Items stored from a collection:
********

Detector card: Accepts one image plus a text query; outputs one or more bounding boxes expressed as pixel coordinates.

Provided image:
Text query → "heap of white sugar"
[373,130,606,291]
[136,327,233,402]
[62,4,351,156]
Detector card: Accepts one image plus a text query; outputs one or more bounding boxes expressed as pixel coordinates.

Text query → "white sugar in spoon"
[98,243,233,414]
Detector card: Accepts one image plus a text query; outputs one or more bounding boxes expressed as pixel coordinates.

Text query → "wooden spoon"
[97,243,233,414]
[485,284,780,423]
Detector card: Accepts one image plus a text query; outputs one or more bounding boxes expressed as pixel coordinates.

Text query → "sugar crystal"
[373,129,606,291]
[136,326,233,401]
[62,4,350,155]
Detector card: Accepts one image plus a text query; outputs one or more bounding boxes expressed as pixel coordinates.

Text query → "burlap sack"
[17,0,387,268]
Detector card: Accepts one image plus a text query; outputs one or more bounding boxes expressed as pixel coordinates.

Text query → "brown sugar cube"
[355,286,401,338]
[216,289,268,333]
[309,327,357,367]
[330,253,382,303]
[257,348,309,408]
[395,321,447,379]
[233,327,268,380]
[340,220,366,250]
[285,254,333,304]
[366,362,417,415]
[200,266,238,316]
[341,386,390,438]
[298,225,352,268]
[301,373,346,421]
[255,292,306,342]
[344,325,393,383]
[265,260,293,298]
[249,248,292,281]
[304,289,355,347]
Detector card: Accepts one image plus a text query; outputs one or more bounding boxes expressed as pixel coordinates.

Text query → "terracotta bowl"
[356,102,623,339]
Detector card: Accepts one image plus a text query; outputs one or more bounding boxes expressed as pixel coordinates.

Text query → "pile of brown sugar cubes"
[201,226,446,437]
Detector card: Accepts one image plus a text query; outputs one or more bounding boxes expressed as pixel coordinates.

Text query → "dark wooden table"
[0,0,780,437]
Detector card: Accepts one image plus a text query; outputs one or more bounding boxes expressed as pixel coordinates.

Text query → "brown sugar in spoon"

********

Return each line of the records above that contains the word "brown", keeping the lines in their original order.

Text query → "brown sugar cube"
Text query → "pile of brown sugar cubes"
Text query → "brown sugar in spoon"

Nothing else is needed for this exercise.